* _Given passage_
— start —

In an Australian context, as Dona Ferentes has said already, anything with an interest rate with a "+" in front, or "capital guaranteed" or similar.

Otherwise put it onto the market (Direct /ETF / Managed Fund /Superann /listed or unlisted Property) and above all, be nimble.

In 2020, a horrible interest rate market for low risk investors such as retirees
 
not sure if my answer's totally relevant to the question, as i don't actively seek to maintain a cash component, but i keep the bulk of my cash (when i actually have any cash above and beyond the next few months' living expenses) in an NAB high interest account

at 1.25% it's not the best rate in town, and certainly it can't match any of those honeymoon rates or rates that you only get if you meet some kind of condition (like depositing X amount per month) which tend to start with a 2

but the interest rate is only a secondary consideration for me, if it's decent enough relative to the RBA cash rate, it's good enough. i generally aim to be fully invested almost all the time, with a floating 0-10% cash weighting to allow for limited market timing/buying on dips. so instant availability for trading is more important, and this account lets me do an instant transfer to NABtrade if i want to buy something, so i don't risk missing the dip whilst waiting for the transfer to arrive
 
Seems to me the responses are usually well meaning but could be more focused if initial outline of aims, timeline, attitude to risk, amount of the stake, etc are mentioned.

— end —

* _Problem 1_
In the forum discussion about where to keep cash, what rate does the NAB high interest account pay?
* _Problem 2_
Extend the forum discussion about where to keep cash with a further passage that begins after its final sentence.

* _Data rows_
— start —

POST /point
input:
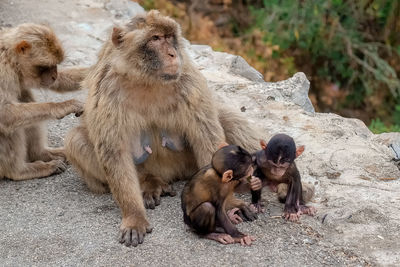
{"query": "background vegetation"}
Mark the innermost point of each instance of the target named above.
(350, 50)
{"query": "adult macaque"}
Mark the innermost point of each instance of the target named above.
(276, 167)
(29, 55)
(145, 82)
(205, 196)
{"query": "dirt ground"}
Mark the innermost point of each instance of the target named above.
(57, 222)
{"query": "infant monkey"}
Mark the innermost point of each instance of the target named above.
(276, 167)
(205, 196)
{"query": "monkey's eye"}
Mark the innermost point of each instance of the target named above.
(42, 69)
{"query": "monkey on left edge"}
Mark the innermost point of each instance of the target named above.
(29, 54)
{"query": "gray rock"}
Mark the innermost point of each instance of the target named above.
(58, 222)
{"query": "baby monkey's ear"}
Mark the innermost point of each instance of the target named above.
(22, 47)
(227, 176)
(263, 144)
(299, 150)
(117, 35)
(223, 144)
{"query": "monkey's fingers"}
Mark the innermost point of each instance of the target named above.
(235, 218)
(309, 211)
(247, 240)
(293, 217)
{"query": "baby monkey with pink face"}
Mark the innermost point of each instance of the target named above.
(275, 167)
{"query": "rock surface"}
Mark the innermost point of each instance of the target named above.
(57, 221)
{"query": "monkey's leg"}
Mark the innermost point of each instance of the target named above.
(238, 129)
(36, 145)
(37, 169)
(226, 224)
(203, 221)
(153, 189)
(69, 79)
(80, 153)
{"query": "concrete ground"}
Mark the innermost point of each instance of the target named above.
(56, 221)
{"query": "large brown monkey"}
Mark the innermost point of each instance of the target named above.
(145, 83)
(29, 55)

— end —

* _Expected answer 1_
1.25%.

* _Expected answer 2_
That's a reasonable point, but I had assumed (probably incorrectly) that my aims, timeline etc were clear from my OP - "cash in a term deposit for 6-12 months". Meaning, relatively short term, low risk but an interest rate that is a bit more competitive compared to a standard saving/transaction account. I already have a reasonable amount tied up in equities, but always keep a cash component and it is this I'm looking at.
 
I could be wrong, but I think if your money is held in a major financial institution then the Government may step into bailing them out in collapse scenario as they don't want the four pillars to tumble. So in that case the Government may print the required money to shore up those banks and in the process may protect the smallish depositors who have up to 250k.

Is the bank guarantee of $250K per bank account (eg: $1M invested in 4 x $250K accts – you are guaranteed your $1M) or $250K is all you are guaranteed regardless of how much you have (eg: $1M invested in 4 x $250K accts – you are guaranteed $250K but lose $750K).

I have heard and read conflicting views.

If CBA, NAB etc went bust then in practice it's going to be rather hard for government to come up with the money at least in a prompt manner.

Also companies like BHP aren't going to become worthless in a hurry. Even in a major crash their value isn't going to zero at least not overnight. You might find you can't sell the shares or at least not for a decent price but there's still a real business there, there's still real physical assets that can't possibly simply disappear into thin air (unlike financial companies where that is indeed possible), and your share of it will have value at some point.


If the major banks happen to bust, where is BHP going to get its funding for new projects? Money becomes more expensive and a crash will be as devastating as the one last century.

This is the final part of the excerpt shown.